### SOURCE DATA
--- --- ---
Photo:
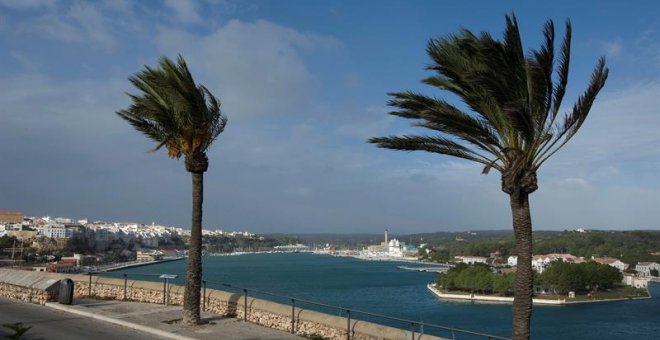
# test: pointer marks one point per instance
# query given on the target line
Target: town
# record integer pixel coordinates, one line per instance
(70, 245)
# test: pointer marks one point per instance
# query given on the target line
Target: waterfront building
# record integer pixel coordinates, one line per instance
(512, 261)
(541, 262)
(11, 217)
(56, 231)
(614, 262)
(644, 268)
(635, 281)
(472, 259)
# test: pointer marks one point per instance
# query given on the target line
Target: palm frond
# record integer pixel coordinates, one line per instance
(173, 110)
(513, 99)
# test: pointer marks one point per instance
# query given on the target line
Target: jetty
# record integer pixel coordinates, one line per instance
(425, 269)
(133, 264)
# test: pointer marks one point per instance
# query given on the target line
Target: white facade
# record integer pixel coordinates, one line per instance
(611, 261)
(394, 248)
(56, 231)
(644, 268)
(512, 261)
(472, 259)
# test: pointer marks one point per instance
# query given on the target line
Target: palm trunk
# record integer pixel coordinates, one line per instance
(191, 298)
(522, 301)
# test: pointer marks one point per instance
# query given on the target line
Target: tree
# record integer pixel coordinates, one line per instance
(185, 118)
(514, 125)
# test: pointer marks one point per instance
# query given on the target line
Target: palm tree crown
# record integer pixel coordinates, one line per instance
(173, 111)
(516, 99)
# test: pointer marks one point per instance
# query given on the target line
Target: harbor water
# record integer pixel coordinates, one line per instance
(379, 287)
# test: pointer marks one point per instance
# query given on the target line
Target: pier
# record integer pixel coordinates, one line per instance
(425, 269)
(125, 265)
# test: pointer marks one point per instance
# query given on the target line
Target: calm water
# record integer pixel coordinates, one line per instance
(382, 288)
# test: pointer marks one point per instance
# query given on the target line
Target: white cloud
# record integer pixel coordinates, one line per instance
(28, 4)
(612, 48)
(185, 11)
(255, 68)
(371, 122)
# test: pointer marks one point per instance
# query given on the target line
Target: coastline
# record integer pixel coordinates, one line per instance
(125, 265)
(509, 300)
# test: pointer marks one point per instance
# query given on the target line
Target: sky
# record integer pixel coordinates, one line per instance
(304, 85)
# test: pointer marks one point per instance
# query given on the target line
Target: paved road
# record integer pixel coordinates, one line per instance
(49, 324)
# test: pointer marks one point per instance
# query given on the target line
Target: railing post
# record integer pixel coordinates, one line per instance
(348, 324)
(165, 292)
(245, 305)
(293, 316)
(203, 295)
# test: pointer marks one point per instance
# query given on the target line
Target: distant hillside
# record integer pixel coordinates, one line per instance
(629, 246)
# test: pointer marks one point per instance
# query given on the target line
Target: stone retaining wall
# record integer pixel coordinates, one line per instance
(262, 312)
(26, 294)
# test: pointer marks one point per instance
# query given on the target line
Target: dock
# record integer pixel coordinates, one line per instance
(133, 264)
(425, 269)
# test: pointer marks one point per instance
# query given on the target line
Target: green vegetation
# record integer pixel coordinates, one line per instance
--- --- ---
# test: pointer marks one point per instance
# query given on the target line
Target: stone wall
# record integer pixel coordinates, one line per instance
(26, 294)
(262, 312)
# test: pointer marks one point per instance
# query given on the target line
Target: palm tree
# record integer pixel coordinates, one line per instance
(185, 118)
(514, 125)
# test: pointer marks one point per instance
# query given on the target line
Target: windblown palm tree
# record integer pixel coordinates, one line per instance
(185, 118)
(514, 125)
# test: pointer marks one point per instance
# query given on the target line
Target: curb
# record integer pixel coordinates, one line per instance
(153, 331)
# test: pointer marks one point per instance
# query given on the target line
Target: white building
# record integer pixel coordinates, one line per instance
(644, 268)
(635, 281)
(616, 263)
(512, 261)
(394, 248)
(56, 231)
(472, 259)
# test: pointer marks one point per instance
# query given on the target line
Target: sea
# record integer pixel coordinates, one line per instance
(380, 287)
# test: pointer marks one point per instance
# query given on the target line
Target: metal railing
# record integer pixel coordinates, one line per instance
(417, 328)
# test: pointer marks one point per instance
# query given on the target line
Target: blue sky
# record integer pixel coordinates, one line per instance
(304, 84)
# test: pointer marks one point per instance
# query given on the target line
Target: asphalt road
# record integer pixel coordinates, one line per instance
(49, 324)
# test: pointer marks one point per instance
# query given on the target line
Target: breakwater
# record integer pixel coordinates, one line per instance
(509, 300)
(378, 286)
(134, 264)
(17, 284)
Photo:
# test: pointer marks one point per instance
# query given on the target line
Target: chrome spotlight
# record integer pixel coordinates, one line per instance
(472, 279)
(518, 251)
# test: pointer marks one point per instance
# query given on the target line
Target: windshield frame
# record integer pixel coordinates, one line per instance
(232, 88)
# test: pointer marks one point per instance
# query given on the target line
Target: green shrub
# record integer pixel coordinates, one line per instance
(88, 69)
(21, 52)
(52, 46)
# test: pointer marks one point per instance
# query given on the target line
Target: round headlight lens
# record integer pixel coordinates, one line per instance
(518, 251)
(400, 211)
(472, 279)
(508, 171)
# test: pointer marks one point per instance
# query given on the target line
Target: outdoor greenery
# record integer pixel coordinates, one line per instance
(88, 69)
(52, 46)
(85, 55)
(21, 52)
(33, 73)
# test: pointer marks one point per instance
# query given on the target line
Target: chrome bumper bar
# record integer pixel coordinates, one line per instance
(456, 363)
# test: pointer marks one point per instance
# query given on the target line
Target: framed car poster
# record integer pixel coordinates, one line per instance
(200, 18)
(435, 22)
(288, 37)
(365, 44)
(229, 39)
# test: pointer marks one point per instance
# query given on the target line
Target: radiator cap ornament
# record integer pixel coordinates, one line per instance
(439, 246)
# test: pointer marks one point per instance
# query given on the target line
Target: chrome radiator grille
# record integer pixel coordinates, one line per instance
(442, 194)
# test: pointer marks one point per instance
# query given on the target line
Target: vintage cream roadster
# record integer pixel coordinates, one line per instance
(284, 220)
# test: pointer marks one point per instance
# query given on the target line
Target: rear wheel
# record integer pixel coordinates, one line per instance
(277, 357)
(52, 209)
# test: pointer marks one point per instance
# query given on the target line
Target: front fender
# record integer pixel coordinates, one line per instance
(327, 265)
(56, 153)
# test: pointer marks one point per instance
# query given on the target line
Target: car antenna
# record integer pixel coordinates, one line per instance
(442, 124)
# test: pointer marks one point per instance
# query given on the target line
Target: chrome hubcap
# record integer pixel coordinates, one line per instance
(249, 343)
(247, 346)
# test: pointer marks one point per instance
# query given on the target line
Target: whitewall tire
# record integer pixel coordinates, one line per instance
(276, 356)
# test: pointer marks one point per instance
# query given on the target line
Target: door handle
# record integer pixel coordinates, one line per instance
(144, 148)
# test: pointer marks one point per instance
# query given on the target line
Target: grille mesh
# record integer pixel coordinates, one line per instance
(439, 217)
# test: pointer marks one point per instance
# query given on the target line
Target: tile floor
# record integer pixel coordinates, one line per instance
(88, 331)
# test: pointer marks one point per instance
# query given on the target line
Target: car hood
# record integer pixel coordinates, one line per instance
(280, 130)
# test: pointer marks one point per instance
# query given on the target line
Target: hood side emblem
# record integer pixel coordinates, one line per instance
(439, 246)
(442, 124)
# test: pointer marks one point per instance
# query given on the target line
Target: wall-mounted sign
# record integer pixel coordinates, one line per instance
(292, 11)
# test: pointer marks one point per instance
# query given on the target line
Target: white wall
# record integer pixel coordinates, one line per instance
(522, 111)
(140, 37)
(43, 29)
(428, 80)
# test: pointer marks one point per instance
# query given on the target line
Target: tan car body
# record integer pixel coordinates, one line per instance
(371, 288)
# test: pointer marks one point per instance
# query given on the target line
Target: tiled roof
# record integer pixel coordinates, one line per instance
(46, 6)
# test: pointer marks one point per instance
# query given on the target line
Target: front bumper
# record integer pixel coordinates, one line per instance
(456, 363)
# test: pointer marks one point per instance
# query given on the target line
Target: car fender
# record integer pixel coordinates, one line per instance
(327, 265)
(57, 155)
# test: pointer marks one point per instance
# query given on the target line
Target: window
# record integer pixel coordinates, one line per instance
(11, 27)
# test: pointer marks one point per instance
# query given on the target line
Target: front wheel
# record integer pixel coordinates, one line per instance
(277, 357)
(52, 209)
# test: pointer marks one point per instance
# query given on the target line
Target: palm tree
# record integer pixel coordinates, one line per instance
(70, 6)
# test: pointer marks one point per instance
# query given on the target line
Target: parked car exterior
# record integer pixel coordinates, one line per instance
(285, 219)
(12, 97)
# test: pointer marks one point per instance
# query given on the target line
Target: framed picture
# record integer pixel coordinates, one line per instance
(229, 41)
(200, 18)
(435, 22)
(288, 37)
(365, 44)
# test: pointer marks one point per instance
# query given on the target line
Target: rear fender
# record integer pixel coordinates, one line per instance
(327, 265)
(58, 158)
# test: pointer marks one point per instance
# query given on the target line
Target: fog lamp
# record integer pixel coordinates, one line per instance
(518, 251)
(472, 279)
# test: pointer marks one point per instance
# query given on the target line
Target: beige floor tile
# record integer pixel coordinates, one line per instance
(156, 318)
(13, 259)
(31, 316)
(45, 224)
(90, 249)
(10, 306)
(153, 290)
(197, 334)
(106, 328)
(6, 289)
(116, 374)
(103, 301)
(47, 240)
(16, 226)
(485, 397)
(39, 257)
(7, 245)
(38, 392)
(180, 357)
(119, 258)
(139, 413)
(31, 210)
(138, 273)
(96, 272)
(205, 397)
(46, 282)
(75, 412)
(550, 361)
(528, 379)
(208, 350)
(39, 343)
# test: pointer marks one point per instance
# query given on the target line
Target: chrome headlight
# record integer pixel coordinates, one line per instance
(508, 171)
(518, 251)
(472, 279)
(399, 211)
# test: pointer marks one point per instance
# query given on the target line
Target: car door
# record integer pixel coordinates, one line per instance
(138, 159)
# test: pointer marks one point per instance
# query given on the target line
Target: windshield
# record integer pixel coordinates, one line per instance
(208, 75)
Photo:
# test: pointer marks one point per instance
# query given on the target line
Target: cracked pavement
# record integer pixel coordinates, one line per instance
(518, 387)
--- --- ---
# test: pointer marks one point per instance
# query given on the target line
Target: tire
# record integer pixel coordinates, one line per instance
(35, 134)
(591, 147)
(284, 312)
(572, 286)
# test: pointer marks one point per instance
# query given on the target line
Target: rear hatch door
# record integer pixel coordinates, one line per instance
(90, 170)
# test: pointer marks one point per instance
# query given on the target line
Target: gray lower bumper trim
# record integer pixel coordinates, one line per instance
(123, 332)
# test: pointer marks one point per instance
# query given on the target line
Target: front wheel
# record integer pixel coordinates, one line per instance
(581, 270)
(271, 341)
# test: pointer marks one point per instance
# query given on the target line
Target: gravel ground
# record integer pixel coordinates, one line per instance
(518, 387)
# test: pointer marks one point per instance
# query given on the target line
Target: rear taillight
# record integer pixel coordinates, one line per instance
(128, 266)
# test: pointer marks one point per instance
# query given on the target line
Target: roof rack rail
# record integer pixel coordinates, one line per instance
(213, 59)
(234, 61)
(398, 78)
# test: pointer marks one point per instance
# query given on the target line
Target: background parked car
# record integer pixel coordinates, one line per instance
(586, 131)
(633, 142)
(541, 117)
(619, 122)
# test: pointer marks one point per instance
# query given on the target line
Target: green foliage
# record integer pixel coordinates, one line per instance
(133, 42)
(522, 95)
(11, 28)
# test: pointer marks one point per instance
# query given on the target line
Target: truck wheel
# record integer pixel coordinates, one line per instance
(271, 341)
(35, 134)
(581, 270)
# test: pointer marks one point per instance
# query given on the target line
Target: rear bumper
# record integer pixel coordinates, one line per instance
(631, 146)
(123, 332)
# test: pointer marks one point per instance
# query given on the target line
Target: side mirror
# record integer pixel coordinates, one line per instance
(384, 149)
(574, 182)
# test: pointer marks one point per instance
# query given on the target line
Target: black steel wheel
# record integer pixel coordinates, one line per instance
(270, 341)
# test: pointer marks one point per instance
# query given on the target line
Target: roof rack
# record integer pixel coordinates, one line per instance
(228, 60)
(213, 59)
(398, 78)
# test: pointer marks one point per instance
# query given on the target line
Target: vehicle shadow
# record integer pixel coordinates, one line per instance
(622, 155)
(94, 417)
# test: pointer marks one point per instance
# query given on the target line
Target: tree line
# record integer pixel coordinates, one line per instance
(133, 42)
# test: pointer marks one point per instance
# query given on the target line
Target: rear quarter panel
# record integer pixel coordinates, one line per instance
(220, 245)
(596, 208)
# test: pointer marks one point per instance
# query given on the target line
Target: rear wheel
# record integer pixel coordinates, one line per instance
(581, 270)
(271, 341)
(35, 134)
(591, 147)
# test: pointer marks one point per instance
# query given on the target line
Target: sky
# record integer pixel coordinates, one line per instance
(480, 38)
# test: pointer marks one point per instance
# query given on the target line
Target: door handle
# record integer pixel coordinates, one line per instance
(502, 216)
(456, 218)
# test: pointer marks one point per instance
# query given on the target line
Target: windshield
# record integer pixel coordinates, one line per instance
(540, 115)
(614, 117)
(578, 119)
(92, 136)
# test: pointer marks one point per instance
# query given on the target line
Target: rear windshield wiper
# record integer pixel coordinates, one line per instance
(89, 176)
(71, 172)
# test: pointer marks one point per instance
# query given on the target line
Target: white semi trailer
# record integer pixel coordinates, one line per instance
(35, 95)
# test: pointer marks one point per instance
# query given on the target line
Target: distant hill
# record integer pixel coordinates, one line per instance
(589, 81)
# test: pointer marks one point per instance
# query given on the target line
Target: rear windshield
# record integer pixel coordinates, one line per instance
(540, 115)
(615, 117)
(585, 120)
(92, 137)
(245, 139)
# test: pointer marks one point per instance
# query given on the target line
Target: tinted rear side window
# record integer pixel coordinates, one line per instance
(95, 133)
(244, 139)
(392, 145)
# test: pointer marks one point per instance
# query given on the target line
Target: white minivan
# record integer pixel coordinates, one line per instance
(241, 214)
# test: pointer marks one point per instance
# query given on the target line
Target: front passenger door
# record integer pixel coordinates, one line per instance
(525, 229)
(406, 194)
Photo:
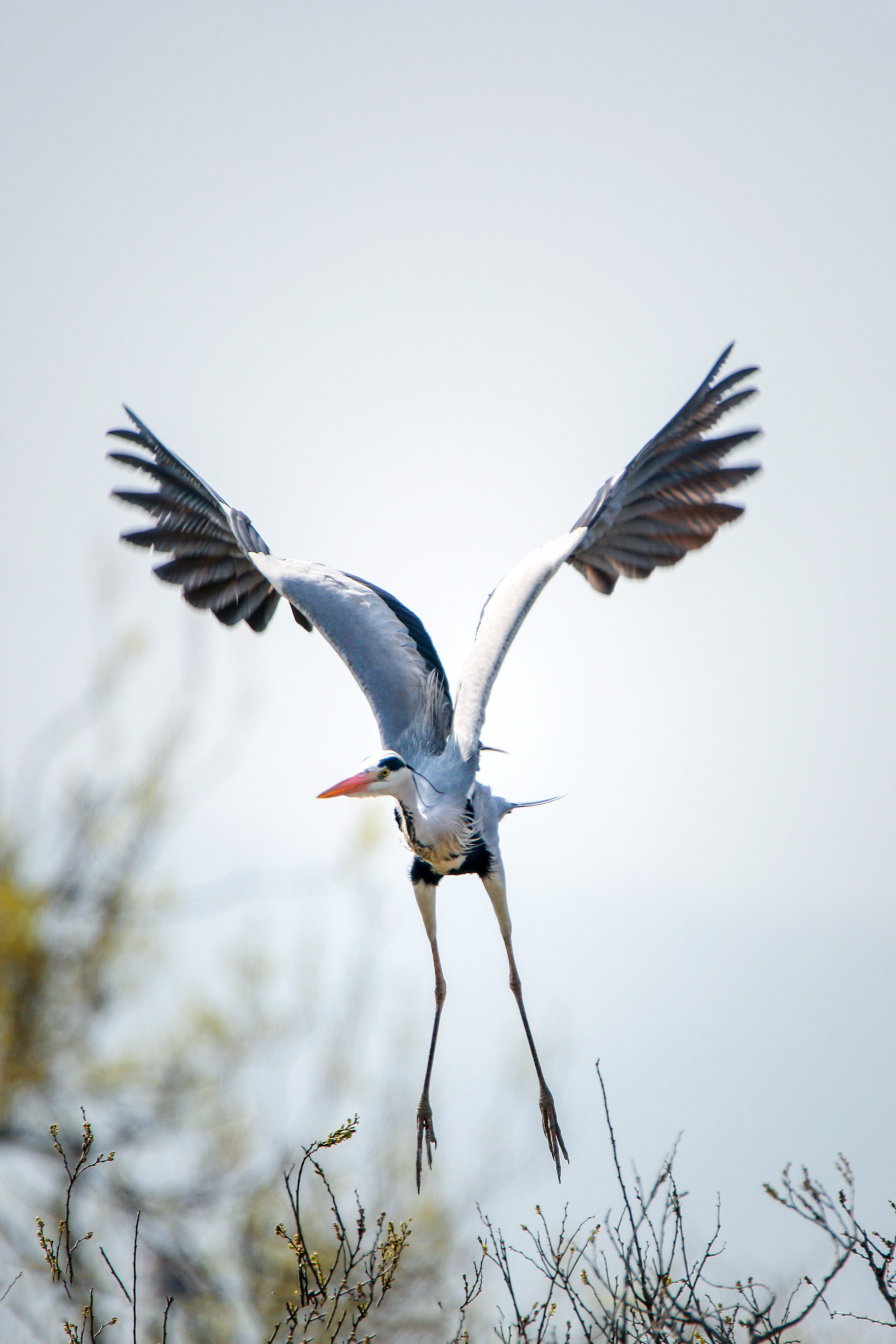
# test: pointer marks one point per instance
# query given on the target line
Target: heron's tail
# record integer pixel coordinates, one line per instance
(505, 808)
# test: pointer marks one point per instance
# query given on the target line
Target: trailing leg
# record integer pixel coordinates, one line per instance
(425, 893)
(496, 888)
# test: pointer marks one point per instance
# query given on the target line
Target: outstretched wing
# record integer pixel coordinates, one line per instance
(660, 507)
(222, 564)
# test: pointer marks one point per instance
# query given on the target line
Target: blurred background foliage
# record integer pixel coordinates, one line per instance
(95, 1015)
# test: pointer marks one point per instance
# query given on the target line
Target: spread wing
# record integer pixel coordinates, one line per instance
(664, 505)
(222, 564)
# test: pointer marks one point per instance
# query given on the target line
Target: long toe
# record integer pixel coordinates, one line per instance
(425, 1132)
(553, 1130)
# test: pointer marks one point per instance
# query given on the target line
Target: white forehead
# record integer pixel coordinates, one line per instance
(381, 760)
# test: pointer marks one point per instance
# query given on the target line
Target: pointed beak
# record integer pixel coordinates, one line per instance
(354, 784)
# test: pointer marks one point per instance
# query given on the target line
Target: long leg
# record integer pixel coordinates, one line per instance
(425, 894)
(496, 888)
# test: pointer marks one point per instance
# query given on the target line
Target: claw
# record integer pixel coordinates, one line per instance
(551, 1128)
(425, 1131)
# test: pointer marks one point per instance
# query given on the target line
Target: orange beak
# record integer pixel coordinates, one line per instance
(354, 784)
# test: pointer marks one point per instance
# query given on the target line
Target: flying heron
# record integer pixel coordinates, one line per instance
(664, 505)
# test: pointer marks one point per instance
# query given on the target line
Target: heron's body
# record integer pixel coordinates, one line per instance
--- --- ---
Count how many lines in the rows above contain the word "heron", and give only that number.

3